### Action item
Using the data below, work out how many lines contain the word "sunflower", then state that number without comment.

Top of Supplied entries

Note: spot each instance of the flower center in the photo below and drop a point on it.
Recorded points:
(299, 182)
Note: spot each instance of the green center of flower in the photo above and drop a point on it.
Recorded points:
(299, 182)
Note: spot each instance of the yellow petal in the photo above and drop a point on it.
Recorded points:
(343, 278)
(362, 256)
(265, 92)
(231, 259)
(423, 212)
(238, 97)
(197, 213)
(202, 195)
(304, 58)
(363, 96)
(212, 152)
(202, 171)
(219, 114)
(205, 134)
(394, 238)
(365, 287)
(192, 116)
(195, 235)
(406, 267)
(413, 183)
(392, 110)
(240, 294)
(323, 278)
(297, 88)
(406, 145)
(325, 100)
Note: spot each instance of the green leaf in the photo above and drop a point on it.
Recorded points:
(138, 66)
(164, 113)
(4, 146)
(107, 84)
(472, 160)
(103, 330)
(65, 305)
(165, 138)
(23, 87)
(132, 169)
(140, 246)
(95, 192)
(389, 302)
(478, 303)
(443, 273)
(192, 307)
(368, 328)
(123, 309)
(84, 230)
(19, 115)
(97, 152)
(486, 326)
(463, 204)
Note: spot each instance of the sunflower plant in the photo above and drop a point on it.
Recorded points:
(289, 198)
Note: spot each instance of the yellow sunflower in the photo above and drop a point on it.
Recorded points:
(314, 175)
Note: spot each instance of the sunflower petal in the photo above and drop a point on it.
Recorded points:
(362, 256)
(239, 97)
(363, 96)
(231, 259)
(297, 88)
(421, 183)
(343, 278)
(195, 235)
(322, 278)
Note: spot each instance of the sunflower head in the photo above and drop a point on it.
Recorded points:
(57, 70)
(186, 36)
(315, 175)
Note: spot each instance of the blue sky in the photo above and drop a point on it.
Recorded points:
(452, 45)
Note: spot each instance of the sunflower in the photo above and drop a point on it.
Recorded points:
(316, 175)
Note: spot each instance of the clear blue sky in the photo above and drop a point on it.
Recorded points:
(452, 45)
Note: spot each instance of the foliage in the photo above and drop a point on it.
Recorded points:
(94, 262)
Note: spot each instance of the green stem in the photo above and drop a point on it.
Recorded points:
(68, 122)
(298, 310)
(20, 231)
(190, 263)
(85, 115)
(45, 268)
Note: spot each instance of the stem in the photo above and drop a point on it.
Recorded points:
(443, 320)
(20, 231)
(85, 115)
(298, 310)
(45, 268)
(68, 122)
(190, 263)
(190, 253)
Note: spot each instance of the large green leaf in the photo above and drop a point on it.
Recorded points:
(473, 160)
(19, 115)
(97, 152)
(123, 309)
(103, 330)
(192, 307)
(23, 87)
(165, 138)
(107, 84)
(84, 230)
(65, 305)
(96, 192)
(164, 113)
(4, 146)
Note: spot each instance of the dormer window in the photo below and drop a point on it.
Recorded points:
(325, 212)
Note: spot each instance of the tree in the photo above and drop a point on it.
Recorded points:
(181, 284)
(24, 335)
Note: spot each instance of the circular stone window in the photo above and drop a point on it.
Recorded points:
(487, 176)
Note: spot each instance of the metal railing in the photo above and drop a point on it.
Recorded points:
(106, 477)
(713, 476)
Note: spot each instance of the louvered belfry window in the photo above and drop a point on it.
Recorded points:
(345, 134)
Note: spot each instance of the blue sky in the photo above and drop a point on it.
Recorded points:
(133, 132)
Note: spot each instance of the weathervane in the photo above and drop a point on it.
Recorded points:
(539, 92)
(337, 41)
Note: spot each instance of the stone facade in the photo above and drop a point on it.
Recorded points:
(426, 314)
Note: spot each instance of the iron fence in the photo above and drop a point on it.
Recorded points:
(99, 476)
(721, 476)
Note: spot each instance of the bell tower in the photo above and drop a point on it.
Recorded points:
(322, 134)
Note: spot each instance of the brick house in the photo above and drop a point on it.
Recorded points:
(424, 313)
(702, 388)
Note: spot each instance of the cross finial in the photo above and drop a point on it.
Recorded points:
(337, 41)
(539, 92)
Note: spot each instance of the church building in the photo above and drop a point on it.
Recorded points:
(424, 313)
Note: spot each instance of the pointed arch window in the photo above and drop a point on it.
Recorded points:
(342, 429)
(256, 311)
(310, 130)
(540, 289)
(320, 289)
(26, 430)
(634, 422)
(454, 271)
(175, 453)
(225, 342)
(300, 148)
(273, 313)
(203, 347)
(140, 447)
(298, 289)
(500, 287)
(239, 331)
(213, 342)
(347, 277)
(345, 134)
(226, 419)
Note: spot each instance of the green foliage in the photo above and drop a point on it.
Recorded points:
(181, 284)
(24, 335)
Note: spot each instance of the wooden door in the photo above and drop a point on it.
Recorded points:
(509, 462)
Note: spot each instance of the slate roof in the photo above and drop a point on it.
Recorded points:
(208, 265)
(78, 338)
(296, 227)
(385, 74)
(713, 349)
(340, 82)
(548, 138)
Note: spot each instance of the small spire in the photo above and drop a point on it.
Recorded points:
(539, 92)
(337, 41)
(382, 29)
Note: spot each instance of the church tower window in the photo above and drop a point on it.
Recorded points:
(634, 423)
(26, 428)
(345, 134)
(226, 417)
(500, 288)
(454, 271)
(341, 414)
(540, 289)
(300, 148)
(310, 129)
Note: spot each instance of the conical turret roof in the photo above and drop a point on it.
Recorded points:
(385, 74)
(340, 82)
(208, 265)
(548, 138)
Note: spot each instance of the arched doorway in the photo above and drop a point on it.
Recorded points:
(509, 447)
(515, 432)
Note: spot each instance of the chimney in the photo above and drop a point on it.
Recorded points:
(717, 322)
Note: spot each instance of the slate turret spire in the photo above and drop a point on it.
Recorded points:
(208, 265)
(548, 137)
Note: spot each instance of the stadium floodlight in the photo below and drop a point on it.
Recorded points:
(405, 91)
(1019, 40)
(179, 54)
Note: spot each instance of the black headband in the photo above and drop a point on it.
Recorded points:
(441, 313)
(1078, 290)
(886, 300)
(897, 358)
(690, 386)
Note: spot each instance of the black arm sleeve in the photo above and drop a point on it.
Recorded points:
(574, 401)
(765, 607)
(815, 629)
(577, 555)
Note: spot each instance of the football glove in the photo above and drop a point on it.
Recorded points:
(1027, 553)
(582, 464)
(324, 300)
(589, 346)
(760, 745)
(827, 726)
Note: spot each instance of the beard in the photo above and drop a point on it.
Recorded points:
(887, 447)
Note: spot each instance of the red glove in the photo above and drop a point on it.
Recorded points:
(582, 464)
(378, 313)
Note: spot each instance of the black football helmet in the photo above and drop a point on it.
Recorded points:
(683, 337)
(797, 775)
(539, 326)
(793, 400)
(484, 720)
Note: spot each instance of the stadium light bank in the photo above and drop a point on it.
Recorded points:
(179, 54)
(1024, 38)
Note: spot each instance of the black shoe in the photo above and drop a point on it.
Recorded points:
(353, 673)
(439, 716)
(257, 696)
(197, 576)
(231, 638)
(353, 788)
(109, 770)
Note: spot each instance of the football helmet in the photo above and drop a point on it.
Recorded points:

Bottom of Supplied entries

### Task result
5